A rather mechanistic understanding on Ms Barnhart's part of a term
that has a considerable history in the past 60 years. Here's the nub:
"A closed form allows the poet to establish a pattern that will help
him or her create the desired meaning or sound." In open form the
poet begins with no such desires.
This is not a failing, which laxity would be. Think of it this way:
an open form poem is a game that discovers its rules in process. I
can't imagine any discipline less lax.
Some of us have devoted a lifetime to refining that process.
As to the word "form," philosophers tend to define the way in which
they use a word because most words--nouns, at any rate--tend to
accumulate meanings. "form" seems to have begun as a form in the
sense of a mold, a sense it still maintains, but it was early
associated with formositas, beauty, and all sorts of other things. I
suppose one could try to find a word with fewer meanings or arcane
enough so that it could be applied rigidly in only one, but not
likely. And the meaning would begin to drift.
That's the fun of language, it seems to me, that it constantly takes
us to a new place.

__TASK DETAILS__
Reproduce the note on open and closed poetic form word for word. Begin at the words "A rather mechanistic" and stop after "discipline less lax.".

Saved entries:
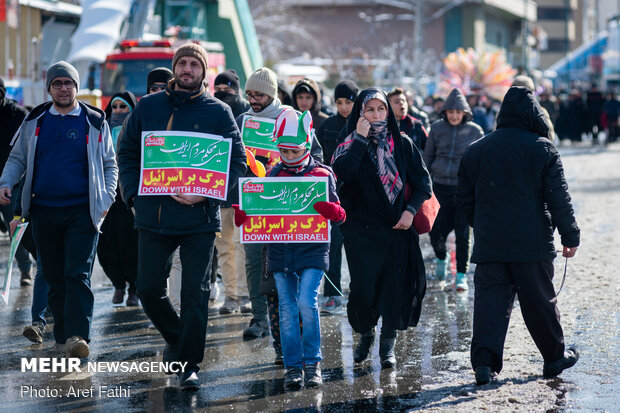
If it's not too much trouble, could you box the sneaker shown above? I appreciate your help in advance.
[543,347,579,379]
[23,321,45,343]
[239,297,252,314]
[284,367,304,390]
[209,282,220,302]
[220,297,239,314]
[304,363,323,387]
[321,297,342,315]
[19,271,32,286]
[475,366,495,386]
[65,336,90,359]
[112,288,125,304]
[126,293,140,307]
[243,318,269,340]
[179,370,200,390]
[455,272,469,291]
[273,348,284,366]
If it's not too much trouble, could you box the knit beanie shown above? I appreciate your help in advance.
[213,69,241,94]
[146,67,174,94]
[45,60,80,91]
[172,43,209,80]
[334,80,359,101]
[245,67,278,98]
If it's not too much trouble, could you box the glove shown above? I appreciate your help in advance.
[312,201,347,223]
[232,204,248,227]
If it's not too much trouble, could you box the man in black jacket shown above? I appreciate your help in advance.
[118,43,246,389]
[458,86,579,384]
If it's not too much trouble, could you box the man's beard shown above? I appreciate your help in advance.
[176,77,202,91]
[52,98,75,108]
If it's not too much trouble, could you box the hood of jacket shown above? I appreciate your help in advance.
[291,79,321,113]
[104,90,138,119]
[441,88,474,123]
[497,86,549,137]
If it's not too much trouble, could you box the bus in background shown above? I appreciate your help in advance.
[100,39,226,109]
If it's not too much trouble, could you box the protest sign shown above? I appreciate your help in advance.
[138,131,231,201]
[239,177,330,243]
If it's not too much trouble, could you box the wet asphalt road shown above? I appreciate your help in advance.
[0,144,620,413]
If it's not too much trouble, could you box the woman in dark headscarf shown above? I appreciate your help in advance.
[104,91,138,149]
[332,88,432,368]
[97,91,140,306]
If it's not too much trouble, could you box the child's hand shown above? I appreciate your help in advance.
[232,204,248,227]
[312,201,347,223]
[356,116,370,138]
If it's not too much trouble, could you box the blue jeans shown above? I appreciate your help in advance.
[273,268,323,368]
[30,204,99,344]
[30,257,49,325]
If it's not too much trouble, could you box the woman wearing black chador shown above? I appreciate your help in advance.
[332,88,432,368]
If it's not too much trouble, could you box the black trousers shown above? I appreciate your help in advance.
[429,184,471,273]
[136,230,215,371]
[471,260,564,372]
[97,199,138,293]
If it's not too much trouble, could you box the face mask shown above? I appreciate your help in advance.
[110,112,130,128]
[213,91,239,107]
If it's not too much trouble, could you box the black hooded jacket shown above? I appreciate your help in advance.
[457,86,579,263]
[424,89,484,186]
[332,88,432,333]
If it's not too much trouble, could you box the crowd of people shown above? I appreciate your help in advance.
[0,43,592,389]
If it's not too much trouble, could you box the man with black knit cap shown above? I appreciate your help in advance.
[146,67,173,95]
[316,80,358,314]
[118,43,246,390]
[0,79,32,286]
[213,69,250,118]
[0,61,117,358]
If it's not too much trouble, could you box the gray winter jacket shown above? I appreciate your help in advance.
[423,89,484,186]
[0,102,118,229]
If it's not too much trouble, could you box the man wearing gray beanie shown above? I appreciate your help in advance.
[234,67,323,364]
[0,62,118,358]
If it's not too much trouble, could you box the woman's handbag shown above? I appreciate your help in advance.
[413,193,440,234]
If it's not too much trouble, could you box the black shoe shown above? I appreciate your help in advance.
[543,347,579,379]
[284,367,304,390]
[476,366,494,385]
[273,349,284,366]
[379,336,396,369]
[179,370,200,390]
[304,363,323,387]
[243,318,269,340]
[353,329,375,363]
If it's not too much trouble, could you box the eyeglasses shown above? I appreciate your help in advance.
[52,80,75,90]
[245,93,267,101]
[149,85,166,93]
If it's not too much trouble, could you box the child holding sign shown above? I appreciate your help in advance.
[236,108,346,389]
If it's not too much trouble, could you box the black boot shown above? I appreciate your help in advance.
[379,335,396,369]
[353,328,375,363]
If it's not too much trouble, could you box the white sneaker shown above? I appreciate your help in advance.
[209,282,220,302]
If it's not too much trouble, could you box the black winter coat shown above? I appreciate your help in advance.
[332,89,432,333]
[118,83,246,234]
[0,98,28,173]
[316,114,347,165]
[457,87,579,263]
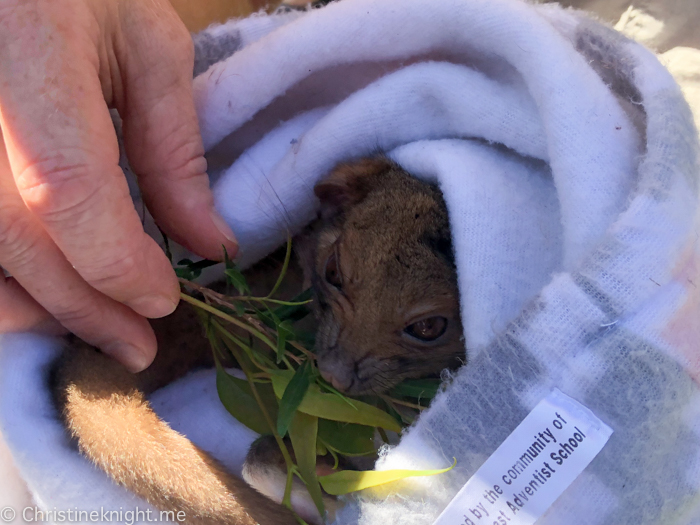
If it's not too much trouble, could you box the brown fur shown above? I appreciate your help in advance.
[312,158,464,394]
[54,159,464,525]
==
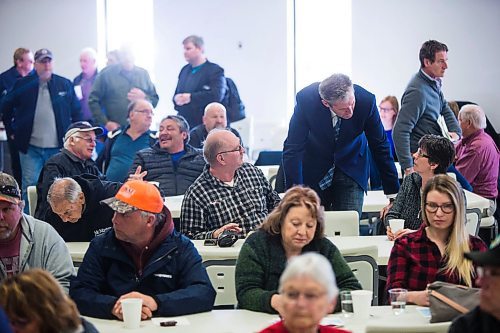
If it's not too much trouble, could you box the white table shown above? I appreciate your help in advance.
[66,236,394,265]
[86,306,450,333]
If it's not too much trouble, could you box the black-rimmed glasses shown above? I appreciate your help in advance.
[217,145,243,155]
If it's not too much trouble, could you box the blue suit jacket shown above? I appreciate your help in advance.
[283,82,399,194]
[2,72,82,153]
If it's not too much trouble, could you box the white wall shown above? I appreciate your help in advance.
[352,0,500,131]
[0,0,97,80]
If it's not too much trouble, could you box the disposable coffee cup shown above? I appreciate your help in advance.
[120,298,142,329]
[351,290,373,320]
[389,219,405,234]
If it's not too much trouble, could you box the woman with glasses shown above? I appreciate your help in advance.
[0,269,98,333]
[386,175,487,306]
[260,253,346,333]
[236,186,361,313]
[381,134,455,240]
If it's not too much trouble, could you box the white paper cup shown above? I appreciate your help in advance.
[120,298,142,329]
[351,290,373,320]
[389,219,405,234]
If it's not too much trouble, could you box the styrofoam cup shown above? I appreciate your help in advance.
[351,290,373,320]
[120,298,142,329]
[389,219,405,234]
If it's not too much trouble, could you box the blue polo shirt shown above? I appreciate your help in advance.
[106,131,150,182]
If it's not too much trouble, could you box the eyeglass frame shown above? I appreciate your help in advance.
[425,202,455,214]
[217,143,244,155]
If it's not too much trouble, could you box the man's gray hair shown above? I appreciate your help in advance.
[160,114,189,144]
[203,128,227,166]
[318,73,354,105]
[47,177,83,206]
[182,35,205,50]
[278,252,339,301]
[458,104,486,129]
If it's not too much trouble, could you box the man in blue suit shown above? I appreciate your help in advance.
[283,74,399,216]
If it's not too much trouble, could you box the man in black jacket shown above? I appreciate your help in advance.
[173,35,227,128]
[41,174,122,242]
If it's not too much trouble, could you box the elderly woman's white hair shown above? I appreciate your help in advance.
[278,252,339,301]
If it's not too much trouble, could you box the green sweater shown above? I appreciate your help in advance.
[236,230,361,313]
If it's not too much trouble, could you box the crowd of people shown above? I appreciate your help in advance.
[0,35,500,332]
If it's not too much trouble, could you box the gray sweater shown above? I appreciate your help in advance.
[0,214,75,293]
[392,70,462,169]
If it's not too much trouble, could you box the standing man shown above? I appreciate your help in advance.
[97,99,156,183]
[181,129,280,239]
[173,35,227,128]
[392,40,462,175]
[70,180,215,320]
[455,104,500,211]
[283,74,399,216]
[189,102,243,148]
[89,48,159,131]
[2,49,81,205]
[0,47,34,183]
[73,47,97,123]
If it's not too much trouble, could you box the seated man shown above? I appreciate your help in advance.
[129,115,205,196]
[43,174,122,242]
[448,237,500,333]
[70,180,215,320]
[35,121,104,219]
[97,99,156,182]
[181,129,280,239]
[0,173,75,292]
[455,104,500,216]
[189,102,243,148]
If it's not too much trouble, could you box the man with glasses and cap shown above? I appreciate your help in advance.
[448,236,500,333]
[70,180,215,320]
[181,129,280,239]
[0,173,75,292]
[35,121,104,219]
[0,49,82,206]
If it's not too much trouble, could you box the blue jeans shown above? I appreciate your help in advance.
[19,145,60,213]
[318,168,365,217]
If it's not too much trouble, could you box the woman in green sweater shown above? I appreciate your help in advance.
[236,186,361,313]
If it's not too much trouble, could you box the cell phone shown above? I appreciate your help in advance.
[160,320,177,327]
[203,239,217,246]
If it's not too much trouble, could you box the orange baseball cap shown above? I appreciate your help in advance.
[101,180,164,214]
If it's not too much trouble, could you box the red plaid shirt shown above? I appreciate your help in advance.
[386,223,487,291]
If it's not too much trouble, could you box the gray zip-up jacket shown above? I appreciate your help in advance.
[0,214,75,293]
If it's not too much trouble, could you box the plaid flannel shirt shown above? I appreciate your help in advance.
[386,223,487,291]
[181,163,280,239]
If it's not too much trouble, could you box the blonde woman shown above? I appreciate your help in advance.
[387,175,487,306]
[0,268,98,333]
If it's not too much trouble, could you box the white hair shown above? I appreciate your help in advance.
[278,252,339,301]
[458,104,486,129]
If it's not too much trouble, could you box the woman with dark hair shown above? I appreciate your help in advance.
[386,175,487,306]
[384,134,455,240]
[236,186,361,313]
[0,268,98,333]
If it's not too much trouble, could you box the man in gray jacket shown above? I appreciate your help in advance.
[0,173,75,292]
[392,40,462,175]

__THE RESULT__
A rather mechanistic understanding on Ms Barnhart's part of a term
that has a considerable history in the past 60 years. Here's the nub:
"A closed form allows the poet to establish a pattern that will help
him or her create the desired meaning or sound." In open form the
poet begins with no such desires.
This is not a failing, which laxity would be. Think of it this way:
an open form poem is a game that discovers its rules in process. I
can't imagine any discipline less lax.